▸ SELECTED TEXT
Light at the end of the wind tunnel in Iowa

Iowa, America's number one producer of corn, soybeans and hogs, will soon be the number three state for wind farming. The crop, planted 15 years ago by Iowa's Alternate Energy Production law, is finally ready to harvest after years of litigation and legislative battles -- in the form of 240 MW of new wind capacity.

Like Minnesota, its sister state to the north, Iowa enjoys the powerful wind resource of Buffalo Ridge. A 1993 assessment by the Union of Concerned Scientists found that Iowa has the technical potential for over 450,000 MW of wind energy, making it one of the most promising regions of the country. And also like Minnesota, development of the resource would not have begun without a strong effort by advocates and legislators. There is strong political backing too, with an official goal for renewables of 5% of the state's total energy by 2005 and 10% by 2015. The wind projects underway now will amount to about 1.2%.

Three huge wind farms are in the works, including the single largest project in the world, a 112.5 MW plant in Buena Vista and Cherokee counties, near the towns of Alta and Storm Lake. Enron Wind is developing the project to sell power to MidAmerican Energy. Nearby, Enron is also developing 80 MW under contract to the other big utility, Alliant. Part of this will be developed by Northern Alternative Energy. The two projects will make the area home to over 250, Z-750 turbines. The third wind farm of the trio, for which ground was broken in late October, is being developed by FPL Energy in Cerro Gordo county, near Clear Lake. A 42 MW project of 750 kW NEG Micon machines, the output will be sold to Alliant.

Legislative long haul

Enron, FPL and NAE have all broken ground for their projects, and are in a race against the clock to get them on line before the July 1, 1999, retirement of the federal Production Tax Credit for wind power. All are confident they will have their projects up and running by April or May. Iowa Senator Charles Grassley, a strong proponent of the tax credit, was on hand for FPL's ground breaking ceremony on October 26. Grassley called wind "an environmentally sound source of energy with no downsides whatsoever."

Most wind activity stems from Iowa's Alternate Energy Production law of 1983 (AEP). The law was intended to encourage alternative energy in the wake of the Public Utility Regulatory Policy Act of 1978. PURPA required utilities to pay their "avoided cost" for power to any independent renewable or cogeneration company, but the avoided cost rates in Iowa were too low to create a market for renewables. According to John Pierce of the Iowa Utility Board, the prevailing interpretation of PURPA was that states could consider avoided cost as a floor and had discretion in setting higher rates. This interpretation later vanished with FERC's landmark ruling on California's Biennial Resource Plan Update in the early 1990s.

▸ RECORD LIST
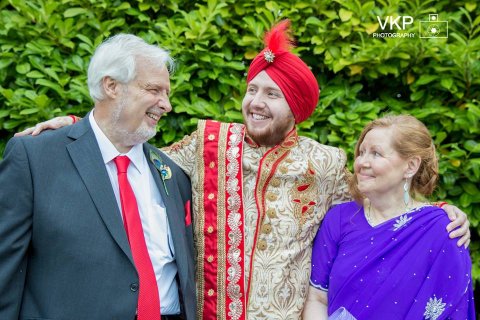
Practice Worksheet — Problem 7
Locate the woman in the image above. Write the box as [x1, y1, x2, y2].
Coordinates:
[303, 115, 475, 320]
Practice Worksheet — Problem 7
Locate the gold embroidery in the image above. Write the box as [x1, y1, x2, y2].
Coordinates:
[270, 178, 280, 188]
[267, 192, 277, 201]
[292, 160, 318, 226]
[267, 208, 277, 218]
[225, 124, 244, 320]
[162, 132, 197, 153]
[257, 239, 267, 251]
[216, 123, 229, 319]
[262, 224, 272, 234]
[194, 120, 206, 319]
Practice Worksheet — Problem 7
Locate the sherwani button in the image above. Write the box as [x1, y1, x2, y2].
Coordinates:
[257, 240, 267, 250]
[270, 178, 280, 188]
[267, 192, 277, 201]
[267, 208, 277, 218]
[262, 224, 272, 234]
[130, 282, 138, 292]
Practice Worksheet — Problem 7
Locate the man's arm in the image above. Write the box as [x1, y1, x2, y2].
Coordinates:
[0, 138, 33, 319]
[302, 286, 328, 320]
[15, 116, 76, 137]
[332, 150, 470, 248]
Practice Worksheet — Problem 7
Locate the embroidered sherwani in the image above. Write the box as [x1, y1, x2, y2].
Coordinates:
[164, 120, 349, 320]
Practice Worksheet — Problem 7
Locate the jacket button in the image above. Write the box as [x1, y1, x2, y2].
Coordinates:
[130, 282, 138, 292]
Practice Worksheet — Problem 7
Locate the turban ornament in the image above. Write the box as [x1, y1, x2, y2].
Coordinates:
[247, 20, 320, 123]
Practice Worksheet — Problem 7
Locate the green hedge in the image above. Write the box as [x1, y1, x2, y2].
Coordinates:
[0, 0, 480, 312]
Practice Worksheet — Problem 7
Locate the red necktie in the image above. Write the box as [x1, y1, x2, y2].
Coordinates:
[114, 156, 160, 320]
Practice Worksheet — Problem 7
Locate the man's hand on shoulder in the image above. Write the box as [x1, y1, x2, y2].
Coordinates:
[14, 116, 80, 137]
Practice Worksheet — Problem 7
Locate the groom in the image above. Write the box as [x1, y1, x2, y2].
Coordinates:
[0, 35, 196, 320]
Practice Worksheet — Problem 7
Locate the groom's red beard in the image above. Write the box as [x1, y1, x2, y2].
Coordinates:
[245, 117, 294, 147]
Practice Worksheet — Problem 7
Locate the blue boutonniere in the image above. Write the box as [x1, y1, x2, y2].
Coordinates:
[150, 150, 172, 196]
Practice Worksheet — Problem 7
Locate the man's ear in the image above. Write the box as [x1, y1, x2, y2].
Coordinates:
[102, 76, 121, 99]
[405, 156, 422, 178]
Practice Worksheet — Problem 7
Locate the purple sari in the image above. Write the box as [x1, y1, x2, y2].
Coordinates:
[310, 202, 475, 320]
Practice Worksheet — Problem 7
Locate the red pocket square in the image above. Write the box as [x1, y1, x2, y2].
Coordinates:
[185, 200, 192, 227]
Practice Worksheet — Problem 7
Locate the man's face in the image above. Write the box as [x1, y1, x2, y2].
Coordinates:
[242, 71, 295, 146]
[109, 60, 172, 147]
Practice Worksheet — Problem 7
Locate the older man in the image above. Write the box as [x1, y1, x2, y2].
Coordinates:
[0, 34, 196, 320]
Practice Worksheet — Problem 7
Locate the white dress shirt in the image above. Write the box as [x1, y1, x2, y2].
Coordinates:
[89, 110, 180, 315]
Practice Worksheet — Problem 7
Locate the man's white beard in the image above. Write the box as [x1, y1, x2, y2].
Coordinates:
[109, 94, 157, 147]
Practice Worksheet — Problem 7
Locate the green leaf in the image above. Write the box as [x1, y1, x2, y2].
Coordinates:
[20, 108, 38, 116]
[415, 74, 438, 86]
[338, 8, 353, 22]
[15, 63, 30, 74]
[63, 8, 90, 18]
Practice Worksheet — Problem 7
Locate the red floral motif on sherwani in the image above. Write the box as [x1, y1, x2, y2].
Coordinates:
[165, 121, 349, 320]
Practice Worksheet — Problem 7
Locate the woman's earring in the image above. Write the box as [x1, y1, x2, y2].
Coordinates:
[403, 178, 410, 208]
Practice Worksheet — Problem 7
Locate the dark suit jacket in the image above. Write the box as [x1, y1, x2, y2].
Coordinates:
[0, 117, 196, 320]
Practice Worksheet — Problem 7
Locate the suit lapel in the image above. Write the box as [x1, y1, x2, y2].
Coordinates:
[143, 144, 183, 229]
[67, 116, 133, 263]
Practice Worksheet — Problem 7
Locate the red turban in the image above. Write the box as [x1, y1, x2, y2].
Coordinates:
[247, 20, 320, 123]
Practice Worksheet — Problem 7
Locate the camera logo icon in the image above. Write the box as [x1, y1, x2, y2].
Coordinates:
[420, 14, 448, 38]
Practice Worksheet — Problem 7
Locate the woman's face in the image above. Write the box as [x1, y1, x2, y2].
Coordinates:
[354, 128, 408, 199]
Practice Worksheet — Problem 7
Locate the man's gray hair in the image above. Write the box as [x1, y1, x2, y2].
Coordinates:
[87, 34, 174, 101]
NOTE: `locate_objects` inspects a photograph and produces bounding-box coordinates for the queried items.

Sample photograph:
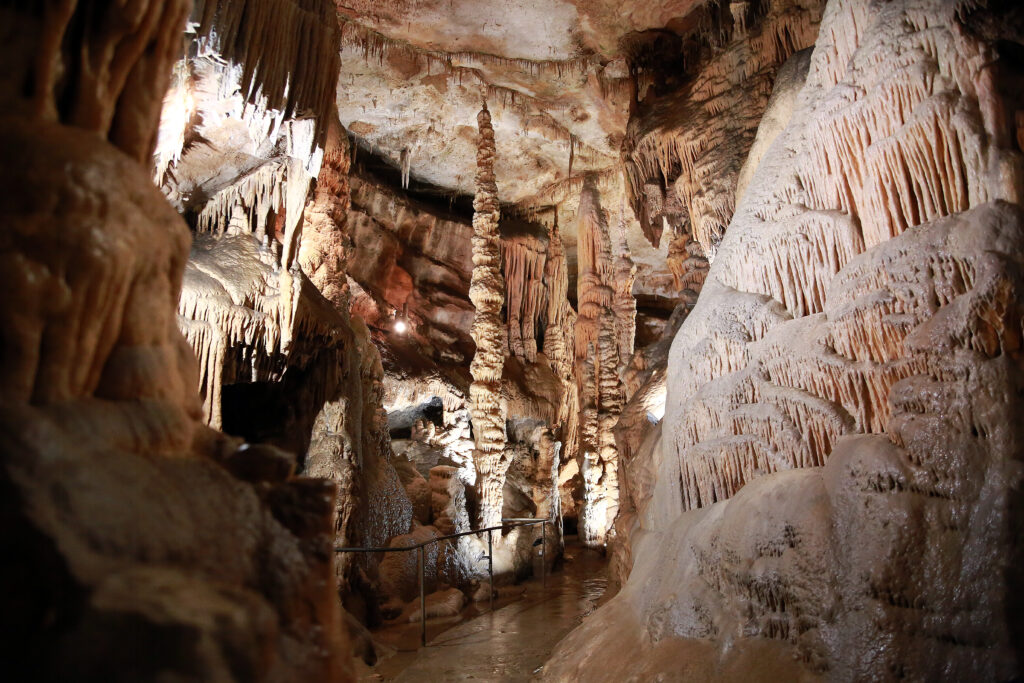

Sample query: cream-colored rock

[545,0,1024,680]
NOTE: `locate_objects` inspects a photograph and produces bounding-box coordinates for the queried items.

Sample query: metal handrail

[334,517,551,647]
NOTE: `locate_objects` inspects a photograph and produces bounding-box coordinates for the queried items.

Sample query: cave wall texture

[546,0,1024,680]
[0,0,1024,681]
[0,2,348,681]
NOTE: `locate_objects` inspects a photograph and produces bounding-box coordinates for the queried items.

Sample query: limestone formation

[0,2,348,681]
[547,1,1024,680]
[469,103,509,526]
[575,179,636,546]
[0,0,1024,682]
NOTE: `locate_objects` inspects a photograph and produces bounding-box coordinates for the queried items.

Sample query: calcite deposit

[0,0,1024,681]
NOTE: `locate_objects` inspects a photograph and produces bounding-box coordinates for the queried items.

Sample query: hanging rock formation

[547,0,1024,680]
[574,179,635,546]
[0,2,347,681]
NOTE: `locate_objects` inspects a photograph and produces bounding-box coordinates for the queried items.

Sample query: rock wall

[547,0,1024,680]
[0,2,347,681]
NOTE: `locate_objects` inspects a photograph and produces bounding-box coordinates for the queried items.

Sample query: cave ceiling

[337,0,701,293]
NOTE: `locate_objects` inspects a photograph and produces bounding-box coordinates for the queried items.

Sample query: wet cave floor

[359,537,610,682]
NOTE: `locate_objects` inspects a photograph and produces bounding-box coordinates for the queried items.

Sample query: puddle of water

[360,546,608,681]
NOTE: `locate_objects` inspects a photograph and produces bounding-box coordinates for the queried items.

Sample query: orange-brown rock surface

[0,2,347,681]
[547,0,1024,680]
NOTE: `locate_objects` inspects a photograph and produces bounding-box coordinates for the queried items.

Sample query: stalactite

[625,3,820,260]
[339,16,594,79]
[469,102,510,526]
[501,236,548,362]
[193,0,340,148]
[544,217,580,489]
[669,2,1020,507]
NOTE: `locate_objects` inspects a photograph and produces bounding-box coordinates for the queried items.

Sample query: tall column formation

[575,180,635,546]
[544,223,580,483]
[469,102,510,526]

▸ WHAT TO DO
In the Iowa wind farming text, which company is developing the 112.5 MW plant in Buena Vista and Cherokee counties?

▸ EXERCISE ANSWER
Enron Wind